* [REQUESTS]:
1) Rewrite the part of the shrimp pasta recipe starting at "1. In a large" and ending at "½ teaspoon pepper.", replacing "pot" with "stockpot".
2) Answer these questions from the shrimp pasta recipe:
(a) Which pasta shapes are named as alternatives to linguine?
(b) How much water is brought to a boil?
(c) How long is the garlic stirred in the melted butter?

Now who’s ready for a pasta party?

Recipe ingredients

Labeled ingredients for one pot shrimp pasta primavera.

At a Glance: Here is a quick snapshot of what ingredients are in this recipe.
Please see the recipe card below for specific quantities.

Ingredient notes

  • Linguine: Or another long and sturdy pasta such as bucatini or pappardelle. (Thin, delicate styles like angel hair will easily get overwhelmed by the vegetables and shrimp.)
  • Shrimp: Choose fresh shrimp or thawed frozen shrimp that have been peeled and deveined. If your fishmonger doesn’t offer them already this way, here’s how to clean shrimp.
  • Red bell pepper: I adore the way the red pops against the green vegetables and tan pasta, but green, orange, or yellow bell pepper work just as well here.
  • Cream: Half and half or whole milk will also do, but I personally prefer the richness that only real, unadulterated cream can deliver.
  • Chicken broth: Use homemade chicken broth or your favorite store-bought brand. Since the pasta sauce is dressed up with Parmesan and cream, the results will be similar.

Step by step instructions

  1. In a large pot or Dutch oven, bring 3 quarts water to a boil. Add pasta. Cook until al dente, about 7 to 10 minutes, adding the shrimp, broccoli, peas, bell pepper, and carrots to the pot during the last 4 minutes of cooking time. Drain well.
Vegetables cooking in a pot.
  1. In the same pot, melt butter until foaming. Stir in garlic until fragrant, about 30 seconds. Add dill, onions, thyme, cream, broth, Parmesan, ½ teaspoon salt, and ½ teaspoon pepper.
Primavera sauce in a pot.

* [INFORMATION SHOWN]:

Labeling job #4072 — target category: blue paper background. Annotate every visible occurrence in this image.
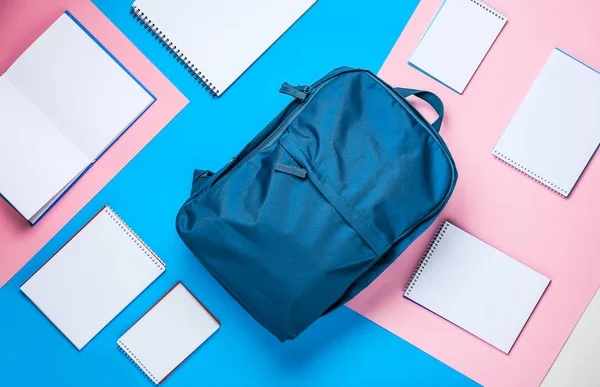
[0,0,476,387]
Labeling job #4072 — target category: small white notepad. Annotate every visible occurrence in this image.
[492,49,600,197]
[541,289,600,387]
[404,222,550,353]
[0,13,154,223]
[21,207,166,349]
[117,283,220,384]
[131,0,316,95]
[408,0,507,93]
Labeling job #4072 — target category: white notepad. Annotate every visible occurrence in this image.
[21,207,166,349]
[492,49,600,197]
[404,222,550,353]
[0,13,154,223]
[541,289,600,387]
[117,282,220,384]
[131,0,316,95]
[408,0,507,93]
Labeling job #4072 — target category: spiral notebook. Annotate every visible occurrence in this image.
[117,282,220,384]
[540,289,600,387]
[492,49,600,197]
[21,207,166,350]
[131,0,316,96]
[404,222,550,353]
[408,0,508,93]
[0,12,155,224]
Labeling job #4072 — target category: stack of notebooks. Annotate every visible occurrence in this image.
[404,222,550,353]
[0,13,155,224]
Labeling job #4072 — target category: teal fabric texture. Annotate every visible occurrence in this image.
[0,0,477,387]
[176,67,458,341]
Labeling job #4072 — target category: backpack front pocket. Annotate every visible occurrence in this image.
[177,135,378,340]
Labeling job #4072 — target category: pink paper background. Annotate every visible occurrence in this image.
[0,0,188,286]
[350,0,600,387]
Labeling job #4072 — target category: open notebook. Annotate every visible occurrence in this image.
[408,0,507,93]
[404,222,550,353]
[492,49,600,197]
[131,0,316,96]
[541,289,600,387]
[21,207,166,349]
[117,282,220,384]
[0,13,154,224]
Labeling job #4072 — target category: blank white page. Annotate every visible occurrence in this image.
[117,283,219,384]
[5,14,154,159]
[133,0,316,95]
[409,0,507,93]
[21,207,165,349]
[0,76,89,222]
[404,222,550,353]
[541,289,600,387]
[492,49,600,197]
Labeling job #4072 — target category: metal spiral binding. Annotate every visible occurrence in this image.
[104,206,165,271]
[129,5,220,96]
[469,0,506,20]
[404,222,450,296]
[117,340,160,384]
[492,149,569,197]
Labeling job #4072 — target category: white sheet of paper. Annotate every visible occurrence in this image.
[409,0,507,93]
[0,76,91,219]
[133,0,316,95]
[404,222,550,353]
[117,283,219,384]
[0,13,154,223]
[21,207,166,349]
[5,14,154,160]
[492,49,600,197]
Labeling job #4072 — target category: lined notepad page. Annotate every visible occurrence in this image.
[541,289,600,387]
[404,222,550,353]
[21,207,165,349]
[133,0,316,95]
[492,49,600,197]
[408,0,507,93]
[117,283,219,384]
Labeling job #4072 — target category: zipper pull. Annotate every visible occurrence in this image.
[275,163,307,179]
[279,82,312,101]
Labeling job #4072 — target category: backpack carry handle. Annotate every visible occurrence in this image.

* [ANSWERS BELOW]:
1)
1. In a large stockpot or Dutch oven, bring 3 quarts water to a boil. Add pasta. Cook until al dente, about 7 to 10 minutes, adding the shrimp, broccoli, peas, bell pepper, and carrots to the stockpot during the last 4 minutes of cooking time. Drain well.
Vegetables cooking in a stockpot.
  1. In the same stockpot, melt butter until foaming. Stir in garlic until fragrant, about 30 seconds. Add dill, onions, thyme, cream, broth, Parmesan, ½ teaspoon salt, and ½ teaspoon pepper.

2)
(a) Bucatini or pappardelle.
(b) 3 quarts.
(c) Until fragrant, about 30 seconds.